Material provided:

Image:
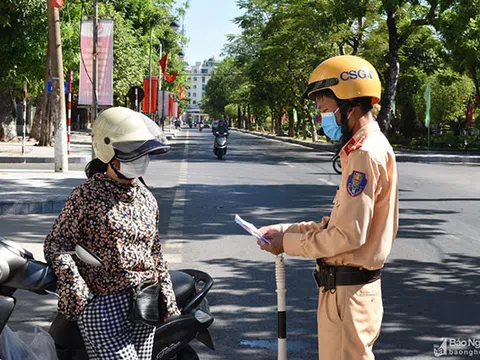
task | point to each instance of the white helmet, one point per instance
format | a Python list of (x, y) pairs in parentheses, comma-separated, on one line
[(126, 135)]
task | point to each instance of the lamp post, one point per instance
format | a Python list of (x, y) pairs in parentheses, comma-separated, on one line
[(174, 25)]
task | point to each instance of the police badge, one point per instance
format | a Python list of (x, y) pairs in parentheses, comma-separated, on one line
[(356, 183)]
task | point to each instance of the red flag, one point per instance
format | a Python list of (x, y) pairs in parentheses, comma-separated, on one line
[(181, 93), (171, 78), (57, 3), (163, 63)]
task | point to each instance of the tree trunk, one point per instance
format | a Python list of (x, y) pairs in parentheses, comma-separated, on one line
[(8, 120), (291, 125), (278, 127), (300, 121), (39, 116), (391, 77), (308, 116), (473, 71)]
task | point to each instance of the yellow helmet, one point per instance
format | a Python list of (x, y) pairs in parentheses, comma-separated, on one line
[(348, 76), (126, 135)]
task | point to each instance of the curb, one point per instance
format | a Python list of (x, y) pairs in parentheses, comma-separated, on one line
[(39, 159), (31, 207), (418, 158)]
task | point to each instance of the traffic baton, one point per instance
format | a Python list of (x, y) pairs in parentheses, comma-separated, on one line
[(281, 307)]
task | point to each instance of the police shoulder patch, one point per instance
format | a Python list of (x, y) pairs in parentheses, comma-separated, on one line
[(357, 181)]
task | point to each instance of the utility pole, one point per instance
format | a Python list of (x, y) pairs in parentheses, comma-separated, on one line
[(94, 75), (58, 95)]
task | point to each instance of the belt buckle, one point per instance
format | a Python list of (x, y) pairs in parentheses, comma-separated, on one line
[(325, 277), (329, 275)]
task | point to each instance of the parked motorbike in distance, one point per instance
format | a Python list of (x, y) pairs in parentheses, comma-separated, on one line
[(220, 144), (20, 270)]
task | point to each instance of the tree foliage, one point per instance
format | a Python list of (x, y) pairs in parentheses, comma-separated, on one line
[(408, 41), (24, 40)]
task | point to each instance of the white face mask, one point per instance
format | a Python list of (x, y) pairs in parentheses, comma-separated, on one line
[(134, 169)]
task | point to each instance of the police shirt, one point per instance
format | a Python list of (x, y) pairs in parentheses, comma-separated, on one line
[(364, 219)]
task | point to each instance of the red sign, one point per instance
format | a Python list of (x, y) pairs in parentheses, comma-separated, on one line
[(104, 63), (152, 95)]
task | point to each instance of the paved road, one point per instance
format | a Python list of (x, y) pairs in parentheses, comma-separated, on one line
[(431, 280)]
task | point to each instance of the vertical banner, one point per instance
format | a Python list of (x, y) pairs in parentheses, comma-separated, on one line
[(175, 109), (171, 106), (104, 63), (146, 91), (163, 103), (152, 94)]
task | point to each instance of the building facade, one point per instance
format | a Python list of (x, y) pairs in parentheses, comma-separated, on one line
[(199, 75)]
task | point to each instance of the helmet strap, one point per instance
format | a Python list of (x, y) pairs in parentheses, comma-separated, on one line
[(118, 173), (345, 106)]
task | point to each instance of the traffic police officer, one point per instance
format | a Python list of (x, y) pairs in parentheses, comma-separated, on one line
[(352, 244)]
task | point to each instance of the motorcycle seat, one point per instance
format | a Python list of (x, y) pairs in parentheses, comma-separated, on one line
[(183, 286)]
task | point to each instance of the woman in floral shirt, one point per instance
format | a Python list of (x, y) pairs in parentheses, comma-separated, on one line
[(116, 217)]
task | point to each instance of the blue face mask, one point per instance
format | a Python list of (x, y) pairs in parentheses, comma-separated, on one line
[(330, 126)]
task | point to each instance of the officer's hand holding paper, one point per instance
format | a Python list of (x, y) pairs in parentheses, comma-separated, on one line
[(250, 228)]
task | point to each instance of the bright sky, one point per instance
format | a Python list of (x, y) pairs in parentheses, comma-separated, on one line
[(207, 23)]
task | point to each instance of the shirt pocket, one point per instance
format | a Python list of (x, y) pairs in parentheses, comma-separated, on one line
[(335, 208)]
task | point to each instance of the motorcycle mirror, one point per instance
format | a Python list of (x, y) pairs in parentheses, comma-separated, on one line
[(87, 256)]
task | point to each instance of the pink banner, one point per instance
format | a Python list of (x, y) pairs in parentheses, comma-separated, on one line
[(104, 63)]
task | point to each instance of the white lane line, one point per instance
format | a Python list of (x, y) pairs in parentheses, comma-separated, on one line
[(173, 245), (327, 182), (173, 258), (177, 217), (288, 164)]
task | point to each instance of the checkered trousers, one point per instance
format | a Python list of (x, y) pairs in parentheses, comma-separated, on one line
[(109, 335)]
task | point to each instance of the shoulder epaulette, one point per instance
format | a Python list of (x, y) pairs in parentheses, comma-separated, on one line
[(353, 145)]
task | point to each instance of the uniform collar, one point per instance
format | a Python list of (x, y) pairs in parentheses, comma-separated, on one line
[(366, 130), (359, 137)]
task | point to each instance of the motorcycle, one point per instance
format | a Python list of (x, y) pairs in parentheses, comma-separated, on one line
[(220, 144), (20, 270)]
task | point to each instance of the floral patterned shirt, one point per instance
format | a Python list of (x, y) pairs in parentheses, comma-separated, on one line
[(119, 224)]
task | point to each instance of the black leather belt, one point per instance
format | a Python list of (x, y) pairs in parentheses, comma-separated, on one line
[(329, 277)]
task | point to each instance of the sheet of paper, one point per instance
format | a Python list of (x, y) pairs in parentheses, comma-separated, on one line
[(250, 228)]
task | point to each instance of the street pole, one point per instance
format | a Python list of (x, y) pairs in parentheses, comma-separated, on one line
[(94, 76), (150, 70), (160, 80), (24, 117), (58, 93), (281, 307)]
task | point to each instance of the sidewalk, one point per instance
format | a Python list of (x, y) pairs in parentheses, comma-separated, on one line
[(401, 155)]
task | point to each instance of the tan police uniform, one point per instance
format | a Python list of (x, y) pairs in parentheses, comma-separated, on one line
[(360, 232)]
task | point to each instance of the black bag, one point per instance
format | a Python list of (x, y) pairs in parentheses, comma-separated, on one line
[(147, 304)]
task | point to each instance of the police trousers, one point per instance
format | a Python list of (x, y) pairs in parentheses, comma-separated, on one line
[(349, 321)]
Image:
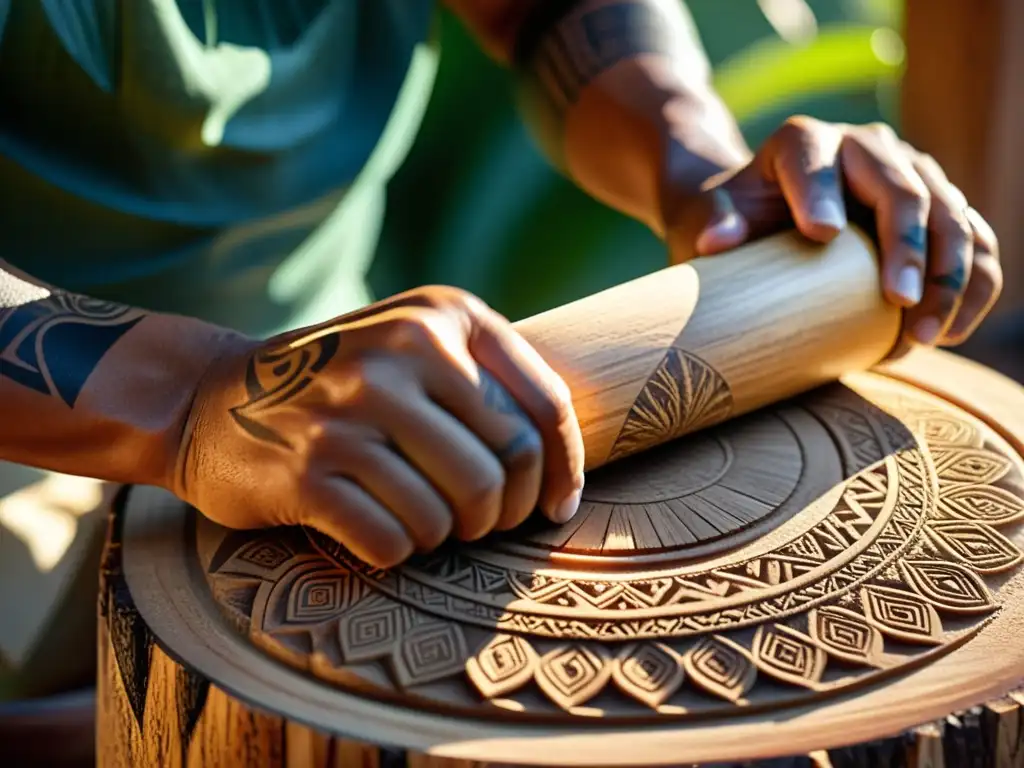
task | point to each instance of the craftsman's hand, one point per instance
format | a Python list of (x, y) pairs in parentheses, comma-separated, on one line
[(387, 429), (939, 257)]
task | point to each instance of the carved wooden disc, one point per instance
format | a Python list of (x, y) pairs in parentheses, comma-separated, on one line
[(867, 534)]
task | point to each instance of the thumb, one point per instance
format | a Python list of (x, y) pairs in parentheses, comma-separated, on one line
[(726, 227)]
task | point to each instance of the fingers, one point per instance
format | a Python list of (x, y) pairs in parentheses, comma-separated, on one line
[(726, 227), (803, 159), (455, 461), (949, 258), (390, 479), (340, 509), (881, 175), (436, 344), (545, 397), (985, 283), (494, 415)]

Task: Could you reproduce the material above, requests included, from its beginning through the line containing "[(325, 277), (329, 275)]", shifting every x and y coordinate in the answers by -11 and leaving out the pictures?

Exercise answer:
Image:
task | point to each instance of the white helmet, one point per instance
format | a Python list of (x, y) pairs in parentheses, comma-separated, on one line
[(115, 124)]
task | point to each instance of the lamp post, one point per instance
format | a Python list of (x, y) pairs in parentheses, comma-separated, on one line
[(163, 14)]
task | point to each instance of the police badge, one point per instance
format | a Python list of (x, y) pairs in parentheses, comma-separated, on one line
[(345, 172)]
task | point to each instance of the red flag, one point per instance
format | a Python list of (x, y) pairs in parentheses, comma-separated, on one line
[(170, 82), (160, 67), (46, -8), (152, 52)]
task | point to each instance of the tree trunk, one point per instance
format | a Python list of (x, y) pairs in parentheses, comma-separated, on one line
[(-3, 109), (280, 114), (267, 116), (289, 110), (28, 105), (380, 66), (297, 105), (462, 60)]
task | point to each instance of the yellow helmet, one point per instance
format | a Python list of (x, y) pairs in parentheses, comma-separated, on one line
[(337, 65), (115, 124)]
task | point to each instance of the curb, one point per instance
format | a Python list of (x, y) pairs in parentheses, comma-separated, on one line
[(28, 148), (20, 196), (407, 147)]
task | point to each instance of the traffic baton, one point per instance
format | a Python list of (x, y) pairs in parentheses, comma-separated, on one line
[(270, 296)]
task | point to each instance of the police shoulder patch, one point per instance
format | a Python list of (x, y) pairs in parentheses, comma-separated, on one line
[(346, 170)]
task | point to each instance of the utility pole, one point per instance
format | a Python list of (x, y) pairs in parentheses, comma-separated, on one line
[(83, 64), (47, 84)]
task | point to each instance of the belt buckle, one point per instance
format | a Python list of (x, y) pairs in parentheses, comma-separated, on one line
[(314, 266), (318, 264)]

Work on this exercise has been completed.